» **PROBLEM 1**
Answer these questions from the Finder article:
(a) What tag does it suggest for app downloads, receipts, and screenshots?
(b) How many strategies for reducing Finder clutter does it say it will cover?
(c) What tag should extra important files get?
» **PROBLEM 2**
Reproduce the Finder article between "Let’s look at" and "data in Finder.", inclusive.

» **TEXT SHOWN**

From media and documents to applications and system preferences, your Mac Finder eats every kind of data you throw at it. Even when you’re using other apps, Finder is the final destination for data and preferences. No wonder it gets cluttered up so often!
A thorough Finder cleanup every now and then is necessary, but it can only take you so far. You need a good strategy for dodging clutter as well as clearing it. Lost files, distracting data, and space-hogging duplicates can really suck up valuable space.
Let’s look at five strategies you can adopt to reduce clutter in Finder.
1. Use Tags to Group Files Based on Context
What I like about tags is that they help you make sense of a random bunch of files and folders that may or may not live at the same location in Finder. We have already covered the basics of using tags in Finder, so I’m going to focus on a few smart ways in which you can adopt them to organize your data in Finder.
Highlight Temporary Data
Temporary files such as app downloads, receipts, and screenshots have a way of multiplying in number super fast. Yes, you need to keep them for a while, but they often get in the way. Mark such future junk files with a temp (“temporary”) tag.
You can then perform a quick sweep every few days: select the tag in the Finder sidebar, and there they are! This makes it easy to find and delete outdated files in a shot. Thanks to the tag’s visual cue, you’ll also find it easy to ignore those files wherever they appear in Finder.
Highlight Sensitive Data
Mark extra important files with a backup tag. Every time you need to back them up to, say, a USB drive, you can select the tag in the sidebar and grab all the right files in one go. You won’t have to worry about missing any if they’re scattered across Finder or if you add more files to the mix in future.

» **RECORDED DATA**
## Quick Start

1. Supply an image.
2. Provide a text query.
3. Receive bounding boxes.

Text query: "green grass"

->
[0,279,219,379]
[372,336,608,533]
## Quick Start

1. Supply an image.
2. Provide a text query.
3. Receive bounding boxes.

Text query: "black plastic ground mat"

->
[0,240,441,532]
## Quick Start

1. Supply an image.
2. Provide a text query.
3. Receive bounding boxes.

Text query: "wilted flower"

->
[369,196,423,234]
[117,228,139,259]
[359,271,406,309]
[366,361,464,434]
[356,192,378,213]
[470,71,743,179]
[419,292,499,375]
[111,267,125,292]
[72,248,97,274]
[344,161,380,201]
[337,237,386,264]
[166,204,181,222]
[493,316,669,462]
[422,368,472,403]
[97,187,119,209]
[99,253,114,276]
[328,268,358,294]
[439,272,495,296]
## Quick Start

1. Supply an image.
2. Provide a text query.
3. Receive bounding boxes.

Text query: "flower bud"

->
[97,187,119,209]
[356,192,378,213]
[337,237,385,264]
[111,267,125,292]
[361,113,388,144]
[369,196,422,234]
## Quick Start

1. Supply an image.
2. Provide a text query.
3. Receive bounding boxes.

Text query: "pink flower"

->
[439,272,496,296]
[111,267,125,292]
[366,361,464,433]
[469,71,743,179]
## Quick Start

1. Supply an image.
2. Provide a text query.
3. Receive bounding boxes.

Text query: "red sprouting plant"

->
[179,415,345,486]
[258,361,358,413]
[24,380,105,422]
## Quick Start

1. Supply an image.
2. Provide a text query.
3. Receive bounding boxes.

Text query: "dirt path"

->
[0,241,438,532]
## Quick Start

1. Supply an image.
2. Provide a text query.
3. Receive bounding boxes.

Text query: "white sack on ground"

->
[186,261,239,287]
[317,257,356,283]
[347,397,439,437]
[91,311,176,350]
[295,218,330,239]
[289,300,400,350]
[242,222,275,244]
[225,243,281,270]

» **COMPLETE OUTPUT 1**
(a) A temp ("temporary") tag.
(b) Five.
(c) A backup tag.

» **COMPLETE OUTPUT 2**
Let’s look at five strategies you can adopt to reduce clutter in Finder.
1. Use Tags to Group Files Based on Context
What I like about tags is that they help you make sense of a random bunch of files and folders that may or may not live at the same location in Finder. We have already covered the basics of using tags in Finder, so I’m going to focus on a few smart ways in which you can adopt them to organize your data in Finder.